◆ TRAVAUX DEMANDÉS ◆
A. Selon l'extrait sur la matière noire, quelle masse de xénon liquide le détecteur XENON100 utilise-t-il ?
B. Reproduisez à l'identique le passage de l'extrait sur la matière noire qui commence par « A propos de » et se poursuit jusqu'à « m de montagne. ».

◆ EXTRAIT DE LA PAGE ◆
Bien qu’aucune observation directe n’ait
encore pu identifier la nature des particules à l’origine de la
matière noire, la plupart des modèles théoriques actuels prévoient
qu’elles interagiraient avec le noyau des atomes. Pour la première
fois, les scientifiques de la collaboration XENON ont développé de
nouvelles techniques d'analyse dans le but de chercher, dans les
données enregistrées par le détecteur XENON100, les interactions
possibles de la matière noire avec les électrons orbitant autour du
noyau des atomes.
Cette analyse ne met en évidence aucun signal significatif,
renforçant de nouveau l’hypothèse d’une nature extrêmement faible
des interactions de la matière noire. Dans le contexte international
actuel, les nouveaux résultats de la collaboration XENON sont
particulièrement troublants puisqu’ils rejettent avec une précision
sans égale l’ensemble des modèles proposés par les théoriciens dans
ce cadre, en particulier, ceux qui avaient été proposés afin
d’expliquer les observations de la collaboration
DAMA/LIBRA. La controverse scientifique autour de la nature de
la matière noire devrait donc être relancée autour d’un sujet
toujours aussi mystérieux, encore positionné à la frontière de nos
connaissances et de notre imagination.
Soutenue par le Conseil Régional des Pays de la Loire, l’Ecole des
Mines de Nantes, le CNRS et l’Université de Nantes, l’équipe Xénon
du laboratoire Subatech, sous la responsabilité de Dominique Thers,
contribue depuis 2009 à la
collaboration XENON mise en place et dirigée par Elena Aprile de
l’Université Columbia à New-York. D’ores et déjà à l’origine de
nombreux records autour de l’observation directe de matière noire,
les membres de la collaboration ont réexaminé leurs données afin de
rechercher des interactions possibles de la matière noire avec les
électrons.
A propos de l’expérience
Le détecteur XENON100 utilise 62 kg de xénon liquide ultra-pur et
enregistre les signaux très faibles de charge électrique et de
lumière attendus dans les collisions des particules rares de matière
noire avec les atomes de xénon. L'expérience se situe dans le
laboratoire souterrain du Gran Sasso en Italie (LNGS), protégé
contre les rayonnements cosmiques par 1400 m de montagne.
Contrairement à DAMA/LIBRA, également situé dans le LNGS, XENON100
est capable de distinguer entre la diffusion sur les noyaux et sur
les électrons des atomes.
Pour exclure des signaux de bruit de fond provenant de la
radioactivité résiduelle localisée aux environs du détecteur, seuls
les événements détectés dans les 34 kg de xénon liquide de la partie
centrale sont considérés comme des signaux possibles. En outre, des
couches de cuivre, de polyéthylène, de plomb, et d’eau protègent le
détecteur de ce bruit de fond. Grâce à toutes ces précautions, le
signal de bruit de fond est plus faible d'un facteur 100 par rapport
à celui mesuré par DAMA/LIBRA et même plus petit que l'amplitude de
la modulation annuelle mesurée.

◆ LIGNES ◆
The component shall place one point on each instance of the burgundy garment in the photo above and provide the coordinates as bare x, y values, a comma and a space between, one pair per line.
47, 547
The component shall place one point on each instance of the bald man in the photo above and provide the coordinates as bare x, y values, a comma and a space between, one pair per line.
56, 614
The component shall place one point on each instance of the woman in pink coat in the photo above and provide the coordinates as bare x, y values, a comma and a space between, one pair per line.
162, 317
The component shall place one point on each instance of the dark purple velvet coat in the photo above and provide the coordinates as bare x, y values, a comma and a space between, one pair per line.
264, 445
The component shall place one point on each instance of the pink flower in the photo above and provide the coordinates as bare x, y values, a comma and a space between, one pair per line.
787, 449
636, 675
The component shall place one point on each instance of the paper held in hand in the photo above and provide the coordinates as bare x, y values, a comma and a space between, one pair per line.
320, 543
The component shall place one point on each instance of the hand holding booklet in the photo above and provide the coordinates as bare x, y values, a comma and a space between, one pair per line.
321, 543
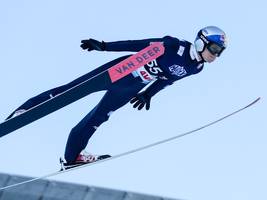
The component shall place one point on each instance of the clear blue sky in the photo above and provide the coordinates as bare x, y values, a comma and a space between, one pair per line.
40, 50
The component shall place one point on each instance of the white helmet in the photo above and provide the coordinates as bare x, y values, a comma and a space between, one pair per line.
212, 38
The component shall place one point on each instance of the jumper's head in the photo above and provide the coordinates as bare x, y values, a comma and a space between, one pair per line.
210, 42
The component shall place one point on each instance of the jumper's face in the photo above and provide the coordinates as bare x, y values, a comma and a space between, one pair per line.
207, 56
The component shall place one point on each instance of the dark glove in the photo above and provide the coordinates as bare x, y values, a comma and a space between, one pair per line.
141, 100
92, 44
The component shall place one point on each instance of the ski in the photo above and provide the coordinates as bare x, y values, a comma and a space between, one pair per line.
99, 82
134, 150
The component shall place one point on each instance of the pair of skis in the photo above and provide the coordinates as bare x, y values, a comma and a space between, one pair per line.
133, 150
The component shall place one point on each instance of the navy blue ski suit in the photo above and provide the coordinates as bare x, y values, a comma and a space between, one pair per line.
179, 60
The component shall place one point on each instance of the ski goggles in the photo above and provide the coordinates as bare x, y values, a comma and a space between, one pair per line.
215, 49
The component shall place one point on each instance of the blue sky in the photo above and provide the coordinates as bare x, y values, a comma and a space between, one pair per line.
40, 50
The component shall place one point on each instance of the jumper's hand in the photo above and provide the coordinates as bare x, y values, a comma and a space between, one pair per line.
141, 100
92, 44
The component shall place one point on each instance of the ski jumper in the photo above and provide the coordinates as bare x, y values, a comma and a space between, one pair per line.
179, 60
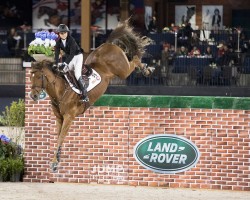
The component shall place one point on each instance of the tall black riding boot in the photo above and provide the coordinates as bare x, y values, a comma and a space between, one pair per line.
83, 84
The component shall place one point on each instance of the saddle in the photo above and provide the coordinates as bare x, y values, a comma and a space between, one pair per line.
87, 72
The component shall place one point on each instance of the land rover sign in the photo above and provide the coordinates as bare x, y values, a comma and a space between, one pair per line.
166, 153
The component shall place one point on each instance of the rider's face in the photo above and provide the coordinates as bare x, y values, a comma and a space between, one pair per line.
63, 35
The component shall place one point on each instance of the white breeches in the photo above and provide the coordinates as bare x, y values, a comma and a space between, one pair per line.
76, 65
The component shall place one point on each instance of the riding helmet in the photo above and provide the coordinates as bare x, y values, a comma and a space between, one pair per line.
62, 28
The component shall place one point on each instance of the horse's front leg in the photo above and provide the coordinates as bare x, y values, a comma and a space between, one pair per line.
67, 120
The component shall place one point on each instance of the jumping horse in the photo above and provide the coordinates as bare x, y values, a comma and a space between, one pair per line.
119, 56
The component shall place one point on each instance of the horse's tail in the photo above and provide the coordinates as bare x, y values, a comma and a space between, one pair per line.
131, 42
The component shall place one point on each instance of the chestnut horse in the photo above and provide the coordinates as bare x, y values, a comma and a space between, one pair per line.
119, 56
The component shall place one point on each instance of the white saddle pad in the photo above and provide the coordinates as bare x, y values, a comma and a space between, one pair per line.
94, 80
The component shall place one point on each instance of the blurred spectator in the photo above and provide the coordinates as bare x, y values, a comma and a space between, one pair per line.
14, 42
195, 52
231, 43
182, 51
220, 52
208, 52
152, 27
166, 57
195, 40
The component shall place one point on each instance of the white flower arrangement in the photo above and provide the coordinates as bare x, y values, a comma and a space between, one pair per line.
213, 65
43, 43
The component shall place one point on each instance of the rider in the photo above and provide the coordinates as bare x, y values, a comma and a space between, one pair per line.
73, 58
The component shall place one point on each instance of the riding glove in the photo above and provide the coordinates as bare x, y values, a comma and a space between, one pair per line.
62, 66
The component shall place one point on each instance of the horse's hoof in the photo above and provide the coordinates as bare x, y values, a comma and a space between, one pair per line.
54, 167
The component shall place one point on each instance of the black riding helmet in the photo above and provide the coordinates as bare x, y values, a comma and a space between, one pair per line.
62, 28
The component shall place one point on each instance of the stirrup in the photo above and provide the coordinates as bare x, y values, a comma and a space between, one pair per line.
86, 99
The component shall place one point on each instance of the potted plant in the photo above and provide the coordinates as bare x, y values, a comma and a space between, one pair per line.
15, 167
43, 45
4, 166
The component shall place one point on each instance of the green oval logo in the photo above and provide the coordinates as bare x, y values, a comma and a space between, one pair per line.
166, 153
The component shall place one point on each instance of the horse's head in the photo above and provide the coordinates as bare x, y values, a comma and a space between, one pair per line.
39, 78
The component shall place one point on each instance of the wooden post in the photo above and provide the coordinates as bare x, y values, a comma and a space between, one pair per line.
85, 25
124, 9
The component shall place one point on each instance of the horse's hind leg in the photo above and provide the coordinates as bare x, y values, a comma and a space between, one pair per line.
136, 63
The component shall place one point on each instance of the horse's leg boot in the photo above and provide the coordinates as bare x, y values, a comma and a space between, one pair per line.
83, 84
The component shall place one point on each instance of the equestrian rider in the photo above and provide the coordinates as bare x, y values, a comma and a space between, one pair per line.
73, 58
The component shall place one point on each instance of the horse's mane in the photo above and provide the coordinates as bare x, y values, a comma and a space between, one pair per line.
131, 42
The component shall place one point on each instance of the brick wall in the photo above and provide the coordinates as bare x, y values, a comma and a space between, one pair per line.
99, 146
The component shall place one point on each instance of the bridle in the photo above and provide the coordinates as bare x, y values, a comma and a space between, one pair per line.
40, 86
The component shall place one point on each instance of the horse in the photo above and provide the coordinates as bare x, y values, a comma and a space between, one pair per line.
190, 14
119, 56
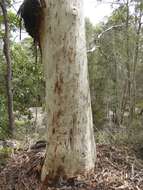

◆ RÉPONSES DANS L'ORDRE ◆
A. 62 kg de xénon liquide ultra-pur.

B.
A propos de l’expérience
Le détecteur XENON100 utilise 62 kg de xénon liquide ultra-pur et
enregistre les signaux très faibles de charge électrique et de
lumière attendus dans les collisions des particules rares de matière
noire avec les atomes de xénon. L'expérience se situe dans le
laboratoire souterrain du Gran Sasso en Italie (LNGS), protégé
contre les rayonnements cosmiques par 1400 m de montagne.